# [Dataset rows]
--- START ---

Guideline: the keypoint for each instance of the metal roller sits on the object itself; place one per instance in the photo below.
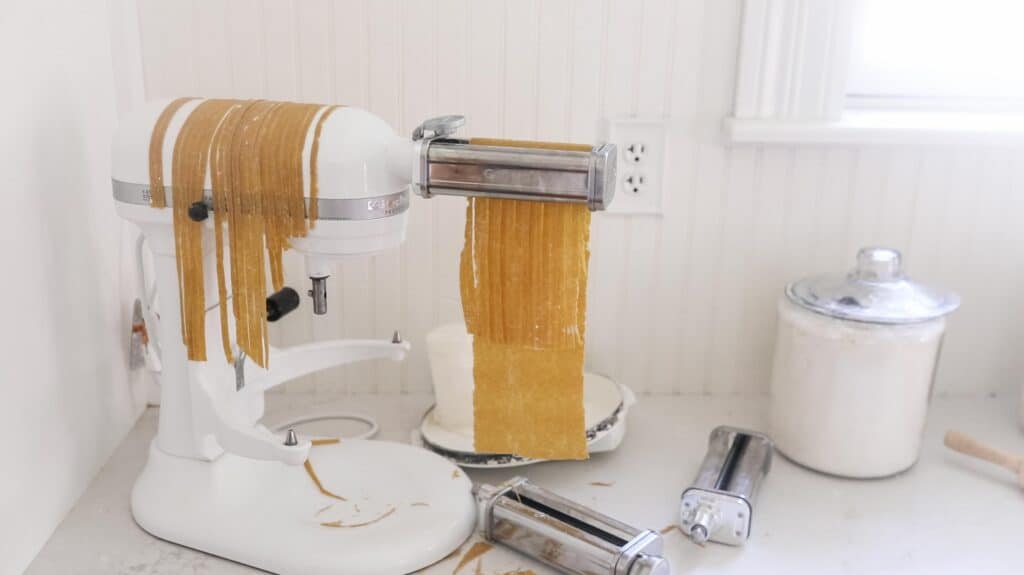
(512, 170)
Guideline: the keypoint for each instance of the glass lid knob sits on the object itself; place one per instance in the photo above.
(879, 264)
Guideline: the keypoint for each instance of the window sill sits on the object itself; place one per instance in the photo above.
(875, 127)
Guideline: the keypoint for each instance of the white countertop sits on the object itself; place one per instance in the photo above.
(946, 515)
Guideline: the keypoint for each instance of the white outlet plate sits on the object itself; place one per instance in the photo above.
(640, 146)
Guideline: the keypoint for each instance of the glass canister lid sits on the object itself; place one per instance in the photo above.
(875, 292)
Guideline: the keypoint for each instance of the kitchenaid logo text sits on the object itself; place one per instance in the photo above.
(387, 205)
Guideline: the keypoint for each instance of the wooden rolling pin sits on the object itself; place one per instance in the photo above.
(970, 446)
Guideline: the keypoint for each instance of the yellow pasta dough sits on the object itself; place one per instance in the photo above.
(523, 276)
(253, 150)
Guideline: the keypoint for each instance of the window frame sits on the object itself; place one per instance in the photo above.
(793, 68)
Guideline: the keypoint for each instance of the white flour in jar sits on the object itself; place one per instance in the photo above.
(850, 398)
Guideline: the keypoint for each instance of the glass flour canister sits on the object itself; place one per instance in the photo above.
(854, 363)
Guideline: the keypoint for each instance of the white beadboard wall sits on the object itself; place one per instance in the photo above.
(680, 303)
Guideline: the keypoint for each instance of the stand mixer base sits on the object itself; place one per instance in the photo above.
(403, 509)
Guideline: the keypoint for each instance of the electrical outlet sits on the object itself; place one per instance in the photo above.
(640, 145)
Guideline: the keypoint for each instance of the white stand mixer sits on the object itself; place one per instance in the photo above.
(218, 481)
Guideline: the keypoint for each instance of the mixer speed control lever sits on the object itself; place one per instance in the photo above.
(281, 304)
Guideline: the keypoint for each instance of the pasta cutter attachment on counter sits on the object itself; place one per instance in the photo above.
(719, 504)
(564, 534)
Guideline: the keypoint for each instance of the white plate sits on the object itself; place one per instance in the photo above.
(605, 406)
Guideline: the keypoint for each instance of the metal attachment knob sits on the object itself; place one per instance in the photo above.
(439, 127)
(648, 565)
(291, 440)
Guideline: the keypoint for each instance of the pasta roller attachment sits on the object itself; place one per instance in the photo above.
(511, 169)
(719, 504)
(564, 534)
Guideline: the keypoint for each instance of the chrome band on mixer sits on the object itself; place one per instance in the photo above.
(347, 209)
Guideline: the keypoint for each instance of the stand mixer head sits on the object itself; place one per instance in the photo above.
(211, 449)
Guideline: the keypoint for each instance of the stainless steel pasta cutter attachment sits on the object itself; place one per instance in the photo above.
(564, 534)
(720, 503)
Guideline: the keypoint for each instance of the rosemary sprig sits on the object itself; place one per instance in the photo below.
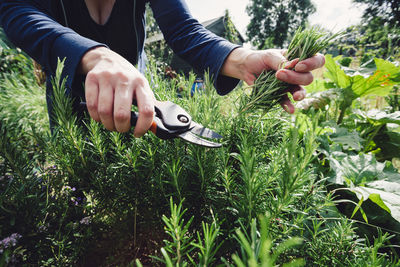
(267, 90)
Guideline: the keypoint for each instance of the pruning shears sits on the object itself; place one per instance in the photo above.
(172, 121)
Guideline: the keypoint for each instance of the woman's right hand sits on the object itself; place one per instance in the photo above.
(111, 85)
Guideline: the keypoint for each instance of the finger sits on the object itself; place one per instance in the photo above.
(294, 77)
(311, 63)
(287, 104)
(274, 59)
(298, 92)
(105, 105)
(122, 107)
(91, 96)
(145, 100)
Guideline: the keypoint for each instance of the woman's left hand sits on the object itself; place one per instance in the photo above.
(247, 65)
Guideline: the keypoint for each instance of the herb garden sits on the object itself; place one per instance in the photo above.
(317, 188)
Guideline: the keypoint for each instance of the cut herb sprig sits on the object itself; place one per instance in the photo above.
(267, 90)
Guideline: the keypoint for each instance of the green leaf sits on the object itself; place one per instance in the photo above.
(335, 73)
(348, 140)
(381, 117)
(358, 207)
(354, 170)
(376, 198)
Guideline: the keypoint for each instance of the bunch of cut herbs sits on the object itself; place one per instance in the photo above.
(267, 90)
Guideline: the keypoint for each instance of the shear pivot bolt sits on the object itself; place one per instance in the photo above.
(183, 119)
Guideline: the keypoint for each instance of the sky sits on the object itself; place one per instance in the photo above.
(334, 15)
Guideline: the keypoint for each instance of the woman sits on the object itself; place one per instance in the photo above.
(102, 41)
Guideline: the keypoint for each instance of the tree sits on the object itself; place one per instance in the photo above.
(387, 10)
(273, 22)
(381, 27)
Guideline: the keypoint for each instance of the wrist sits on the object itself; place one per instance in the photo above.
(91, 58)
(234, 65)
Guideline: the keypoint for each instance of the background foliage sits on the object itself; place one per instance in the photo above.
(272, 23)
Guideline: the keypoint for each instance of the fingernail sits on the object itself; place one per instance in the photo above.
(282, 75)
(300, 67)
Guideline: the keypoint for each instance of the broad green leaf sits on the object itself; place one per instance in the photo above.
(376, 198)
(347, 139)
(387, 67)
(381, 117)
(335, 73)
(376, 84)
(388, 201)
(317, 85)
(355, 170)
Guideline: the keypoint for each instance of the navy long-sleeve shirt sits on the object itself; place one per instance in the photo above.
(52, 29)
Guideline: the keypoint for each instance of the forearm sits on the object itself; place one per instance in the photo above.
(234, 65)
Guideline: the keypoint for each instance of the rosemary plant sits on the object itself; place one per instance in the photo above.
(267, 90)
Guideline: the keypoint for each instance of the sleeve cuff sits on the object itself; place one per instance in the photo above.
(72, 47)
(224, 84)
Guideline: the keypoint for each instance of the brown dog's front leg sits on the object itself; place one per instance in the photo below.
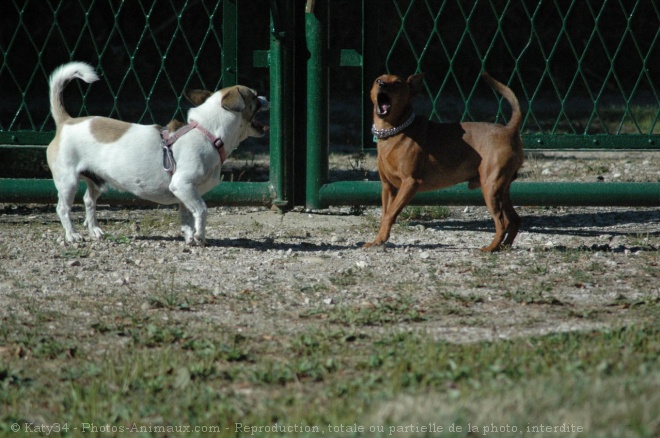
(392, 209)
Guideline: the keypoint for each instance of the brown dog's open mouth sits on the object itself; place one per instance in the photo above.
(383, 105)
(263, 105)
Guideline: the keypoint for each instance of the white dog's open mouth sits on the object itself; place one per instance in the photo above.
(383, 104)
(258, 126)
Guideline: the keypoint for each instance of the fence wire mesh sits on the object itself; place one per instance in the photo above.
(579, 67)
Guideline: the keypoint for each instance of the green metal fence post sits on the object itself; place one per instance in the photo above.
(316, 13)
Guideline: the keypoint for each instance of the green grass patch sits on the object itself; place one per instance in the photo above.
(162, 374)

--- END ---

# [What is being asked]
Leave the images out, please, and restate each line word for word.

# [Exercise answer]
Guideline: the keypoint for each instance of the metal roller sits on the object itself; place one per instance in the photo below.
(512, 170)
Guideline: the keypoint for each instance of the glass lid knob sits on the object itself; place one per instance in the photo above.
(879, 264)
Guideline: the keypoint for each instance of the window sill sits on the object itself; place one per instance in the photo above.
(875, 127)
Guideline: the keypoint for each instance of the white countertop sits on the object itself; place one per instance in the photo above.
(946, 515)
Guideline: the keypoint for each instance of the white outlet plate sits on the object itself; place one per instance in the photo above.
(640, 146)
Guideline: the keypoint for each instance of the glass canister lid sits on the object itself; place one per instance in the photo above.
(875, 292)
Guideline: the keypoint for each instance of the kitchenaid logo text sits on the object itself; place one per instance in the photo above.
(387, 205)
Guideline: the keypoint for each instance of the wooden rolling pin sits on the object itself; place one per instance in the photo above.
(970, 446)
Guideline: the keypoint for each instance of the yellow pasta dough sits on the object itself; place one per instance in the photo above.
(523, 276)
(253, 150)
Guideline: the keypoint for each instance of the window frame sits on the object itself; place one per instance in the photo above.
(793, 68)
Guideline: the keypoint for each instance of the white flour in jar sits on the object itself; place one per instance in the photo above.
(850, 398)
Guideline: the keypoint for each instance of the glass flour canister sits on the object itself; place one per instance in the photo above.
(854, 363)
Guideline: the keypoint for each instance of the white beadboard wall sits on the object itself; place one per instance in the photo above.
(680, 303)
Guideline: the keypoint for each instance of the stand mixer base sits on the object itself; place one per instance in the photo above.
(403, 509)
Guideline: the keypoint for each instance of the electrical outlet sits on the object itself; place one per instance in the photo above.
(640, 145)
Guideline: the keypoint for each instance of the white stand mixer sits on the object itself; place one per instance in the photo above.
(218, 481)
Guideline: the keypoint for each instance of the mixer speed control lever sits on the object itself; place one per instance in the photo above.
(281, 304)
Guideline: the keypoint for each instance of the pasta cutter attachment on counter sits on the object itself; place one per instance in the photo above.
(719, 504)
(564, 534)
Guideline: the keypoint for each instance of the white plate sits on the object itself; place one per instance in the photo above.
(605, 406)
Guideline: the keypoint for each instance of the metal attachment knob sits on the object itself; place one per instance in the photo above.
(439, 127)
(648, 565)
(291, 440)
Guideline: the keypoint for each instance of the pasta roller attachment sits on the object itself; place one per instance in the photo above.
(511, 169)
(719, 504)
(564, 534)
Guideline: the keypoint for each instance of the chrome band on mixer sits on the object itself; place one per instance in the photo above.
(347, 209)
Guideline: the keypoint for each instance of the stand mixer head sits on the object itself; place one per instance in the photo above.
(211, 449)
Guideline: the keypoint for each instance of the stainless steel pasta cutter attachment sits on the object itself; place one per instance in the photo above.
(564, 534)
(720, 503)
Guideline: the keypoint for each instance of the rosemary sprig sits on the object itself; place one per instance in the photo below.
(267, 90)
Guideline: the keypoint for each instance of the pruning shears sits on the object itself; place one per instance in the photo above.
(172, 121)
Guideline: the keypoint for each instance of the woman's right hand sits on the object itself; place one per instance in the photo above.
(111, 85)
Guideline: the keypoint for each instance of the finger sits on the object itself; place one per instance in the photo above.
(294, 77)
(311, 63)
(287, 104)
(274, 59)
(298, 92)
(105, 105)
(122, 107)
(91, 96)
(145, 100)
Guideline: the keypoint for each instance of the woman's left hand sits on the object itself; place one per instance in the photo above.
(247, 65)
Guideline: the keypoint for each instance of the herb garden sits on the object itself; place one per instance in the photo above.
(317, 188)
Guideline: the keypoint for each instance of the cut herb sprig sits on the object itself; place one per instance in the photo above.
(267, 90)
Guideline: the keypoint for each instance of the green leaf sits on the object itself; place one per instance in the photo above.
(335, 73)
(348, 140)
(381, 117)
(358, 207)
(354, 170)
(376, 198)
Guideline: the keypoint for each instance of the bunch of cut herbs sits on the object itself; place one per instance in the photo above.
(267, 90)
Guideline: the keypoint for each instance of the shear pivot bolt sits on the object itself; place one per instance in the photo above.
(183, 119)
Guideline: the keypoint for each instance of the sky sits on the object itself; place one per instance in the photo above.
(334, 15)
Guideline: the keypoint for each instance of the woman sits on the object itself; place one per instance in the photo above.
(102, 41)
Guideline: the keypoint for each instance of the tree sits on the object itself; place one per instance in the photo above.
(387, 10)
(273, 22)
(381, 27)
Guideline: the keypoint for each instance of the wrist sits on the object itself; place one per instance in the photo above.
(91, 58)
(234, 65)
Guideline: the keypoint for each instance of the background foliage sits on the object itself; place one per instance in the photo above.
(272, 23)
Guideline: the keypoint for each instance of the fingernail sits on the object itself; place one per instance in the photo above.
(282, 75)
(300, 67)
Guideline: the keypoint for each instance of the broad green leaf sits on the object itself; place one per instance in the photo above.
(376, 198)
(347, 139)
(387, 67)
(381, 117)
(335, 73)
(376, 84)
(388, 201)
(317, 85)
(355, 170)
Guideline: the keypoint for each instance of the navy long-sleeve shirt sits on the object itself; place one per instance in the photo above.
(52, 29)
Guideline: the keypoint for each instance of the forearm sits on the object itself; place one per instance in the photo above.
(234, 65)
Guideline: the keypoint for each instance of the rosemary plant sits on the object itself; place one per instance in the photo above.
(267, 90)
Guideline: the keypoint for each instance of the sleeve cuff sits on the object itself; place one per instance in the photo above.
(72, 47)
(224, 84)
Guideline: the keypoint for each instance of the brown dog's front leg sits on the object itself; place one per instance in the photo below.
(392, 209)
Guideline: the keypoint for each instance of the brown dog's open mouth sits on the object itself; place one per instance in the photo above.
(383, 105)
(263, 105)
Guideline: the keypoint for each instance of the white dog's open mouth sits on the object itself; place one per instance in the photo above.
(383, 104)
(258, 126)
Guideline: the keypoint for each instance of the fence wire mesh sits on the object itself; place one per instance in the photo above.
(579, 67)
Guideline: the keypoint for each instance of the green metal fence post sits on the object itself; place one per instance in the photo above.
(316, 13)
Guideline: the keypoint for each instance of the green grass patch sits on the object itself; place one per instance in the photo above.
(162, 374)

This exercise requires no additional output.